***** 提示文

Cortina D'Ampezzo

 

   
 
いよいよ念願のイタリアのスキーリゾート、コルチナ・ダンペッツォに出発。パリからヴェネツィアに飛び、車で2時間ほど走る。朝一番のエール・フランス便に乗るためタクシーを待つも延々と来ない、最近は全てネット予約で電話すら通じず。まだ夜の明けないサンジェルマン大通り、街は見渡す限り一台の車すらいない・・・。
 

 

 
コロナ禍にリニューアル工事を終えたエールフランスの新しいサロン、普段は日帰り出張のビジネスマンでごった返す朝も、イースターホリデーで静まり返っている。 エスプレッソとクロワッサンの朝食も久しぶり、新しいサロンをしばし探検。
 

 

 
機内で離陸を待つ間に夜が明け、美しい朝焼けの滑走路を機体はゆっくり進む。真っ赤な太陽が窓に迫る劇的な離陸、機上でようやく夜が明ける 。
 

 

 
 
コロナ禍で大幅に減便になったヨーロッパ線、航路の変更により駐機場の上を飛ぶ景色も目新しいく、パッチワークのような農地の景色も久しぶり。
 

 

 
真っ青な空を順調に飛行を続けそろそろヴェネチア上空。窓から見える眩しく光る山々に、初めて行くコルチナへの期待も高まる。
 

 

   
 
今回の航路はヴェネチアの隣町、メストレ上空を飛ぶ。初めて上空から見るメストレ、ヴェネツィア本島とは全く違うひなびた街。昔友人の家に泊まった事を思い出す。
 

 

 
 
メストレを過ぎると、不思議な模様の干潟が見えてくる。アルプスから流れる川がイタリア平野の土を運び、アドリア海の潮の流れも絡んで形成される干潟。ヴェネツィア建国時、ぬかるんだこの干潟は天然の要塞だったという。
 

 

   
 
初めて来た30余年前とは隔世の感のある広大なマルコポーロ空港。オーバーサイズラゲージのコーナーは私達のスキーの他に、クレートに入った犬や何台ものベビーバギーが次々に出てくる。赤ちゃんや犬を連れた大所帯のヴァカンス、それもヴェネツィア・・・。何事もはしょらない彼らのスタイルに感服する。
 

 

 
マルコポーロ空港で車を借りるのは初めての事、システムも明快でイタリアとは思えない。アドリア海とは逆のアルプスに向かいコルチナを目指して走り出す。パーキングエリアでカプチーノを飲んでようやくひと休み、道路標識にオーストリアも近い事を実感する。
 

 

 
 
壮大な山をバックに掛かる美しい橋を眺めつつドライブは続く。スイス人の構造家、ロベール・マイヤールの橋のレプリカとか。
 

 

 
一時間半ほど走ると少しずつ集落のような街に入って来る。目をみはるほど壮大なドロミテ山脈をバックに山小屋や教会、ロッジ風の建物が並びいよいよコルチナに来た実感。

**********
***** 記載事項

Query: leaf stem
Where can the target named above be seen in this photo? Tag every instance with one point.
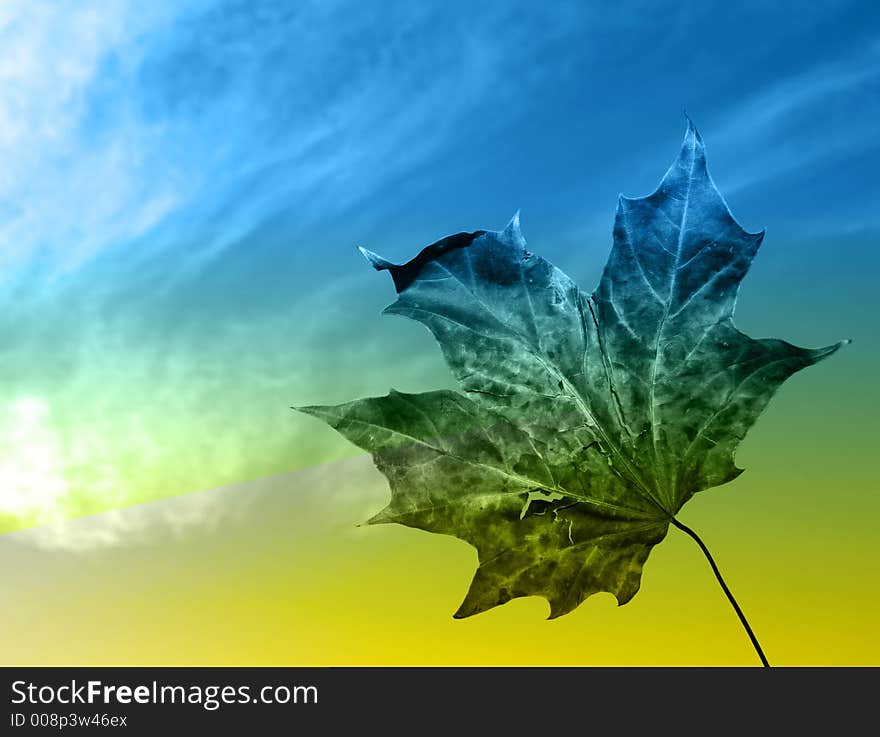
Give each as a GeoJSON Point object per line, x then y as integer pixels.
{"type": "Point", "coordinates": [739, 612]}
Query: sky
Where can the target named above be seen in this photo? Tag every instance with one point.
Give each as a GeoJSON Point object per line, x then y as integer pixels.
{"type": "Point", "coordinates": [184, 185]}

**********
***** 記載事項

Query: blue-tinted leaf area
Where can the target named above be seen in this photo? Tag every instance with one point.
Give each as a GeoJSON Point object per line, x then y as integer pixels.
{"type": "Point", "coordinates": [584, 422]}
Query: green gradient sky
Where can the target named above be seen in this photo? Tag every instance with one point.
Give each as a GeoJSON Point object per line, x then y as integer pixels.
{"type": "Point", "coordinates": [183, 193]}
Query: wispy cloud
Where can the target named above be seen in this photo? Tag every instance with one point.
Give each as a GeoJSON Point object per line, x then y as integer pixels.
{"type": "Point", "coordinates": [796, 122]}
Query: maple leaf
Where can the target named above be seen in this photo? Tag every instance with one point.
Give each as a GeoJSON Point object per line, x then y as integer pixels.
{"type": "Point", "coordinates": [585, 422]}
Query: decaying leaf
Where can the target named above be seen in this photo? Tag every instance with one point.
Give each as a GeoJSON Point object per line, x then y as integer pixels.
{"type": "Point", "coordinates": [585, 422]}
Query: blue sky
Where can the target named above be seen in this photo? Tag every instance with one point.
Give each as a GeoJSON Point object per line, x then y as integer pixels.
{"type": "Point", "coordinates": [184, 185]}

**********
***** 記載事項

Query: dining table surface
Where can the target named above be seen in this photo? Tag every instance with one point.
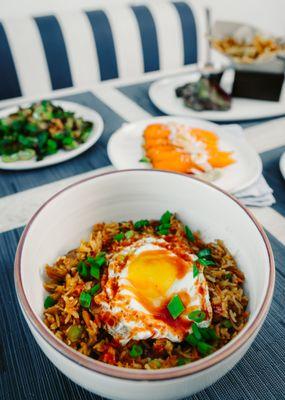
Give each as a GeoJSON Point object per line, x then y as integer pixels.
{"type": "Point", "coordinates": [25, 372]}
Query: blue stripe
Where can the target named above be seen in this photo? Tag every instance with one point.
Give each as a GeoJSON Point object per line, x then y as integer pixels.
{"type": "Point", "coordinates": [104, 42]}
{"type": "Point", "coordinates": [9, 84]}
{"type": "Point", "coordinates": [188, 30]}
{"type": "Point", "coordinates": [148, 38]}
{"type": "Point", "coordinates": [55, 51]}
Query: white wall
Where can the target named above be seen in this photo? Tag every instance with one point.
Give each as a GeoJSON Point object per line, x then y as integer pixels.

**********

▶ [課題の詳細] コルチナ・ダンペッツォへの旅を綴った文章を、最後の一文に続けて書き継いでください。

▶ [演習の結果]
 

 

 
ドロミテ山脈が迫るように聳える景色の中をひたすら走り、ようやくコルチナに到着。オリンピックの五輪ではなくアウディの4つの輪に迎えられ、「CORTINA」の文字に長かった旅路を想い感激する。
 

 

 
山に囲まれたコルチナの街、ロッジのようなホテルに到着。可愛らしいロビーには高山植物の押し花やドライフラワー、オリンピックのポスターが並ぶ。
 

 

 
白木のインテリアもスキーロッジらしく、客室の手前にスキーを置く乾燥室のような小部屋があるのも面白い。テラスからは街が一望出来、絵画のような景色に感激しつつようやく一息。
 

 

 
広大なスキー場であるコルチナ・ダンペッツォ。まず初日はファローリアエリア、ここはアルベルト・トンバが少年時代に練習したトンバコースがあるというのも楽しみ。小さな山小屋のようなスキーセンターでリフト券を買いロープウェイを待つ。
 

 

 
ロープウェイが動き出すと昇る度にドロミテ山脈が目の前に迫り来るような素晴らしい景色に息を呑む。向こうに見える壮大なトファーナ連峰をバックに小さなゴンドラがミニチュアのように動く。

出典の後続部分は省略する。